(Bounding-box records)
——

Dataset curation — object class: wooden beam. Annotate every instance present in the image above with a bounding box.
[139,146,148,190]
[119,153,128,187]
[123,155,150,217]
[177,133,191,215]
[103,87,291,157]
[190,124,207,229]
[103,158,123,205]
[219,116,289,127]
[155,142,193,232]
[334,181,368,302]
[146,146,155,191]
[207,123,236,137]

——

- YOUR GOAL: Reproduce the records with "wooden beam" switched to "steel girder" and every other part left unchanged.

- SOLVED EXERCISE:
Dataset curation — object class: steel girder. Annotate every instance present in the image above with a bounding box.
[139,146,148,190]
[119,153,128,187]
[123,155,150,217]
[177,133,191,215]
[103,87,291,157]
[190,124,207,229]
[103,158,123,205]
[219,116,289,127]
[155,142,193,232]
[334,181,368,302]
[146,146,155,191]
[207,123,236,137]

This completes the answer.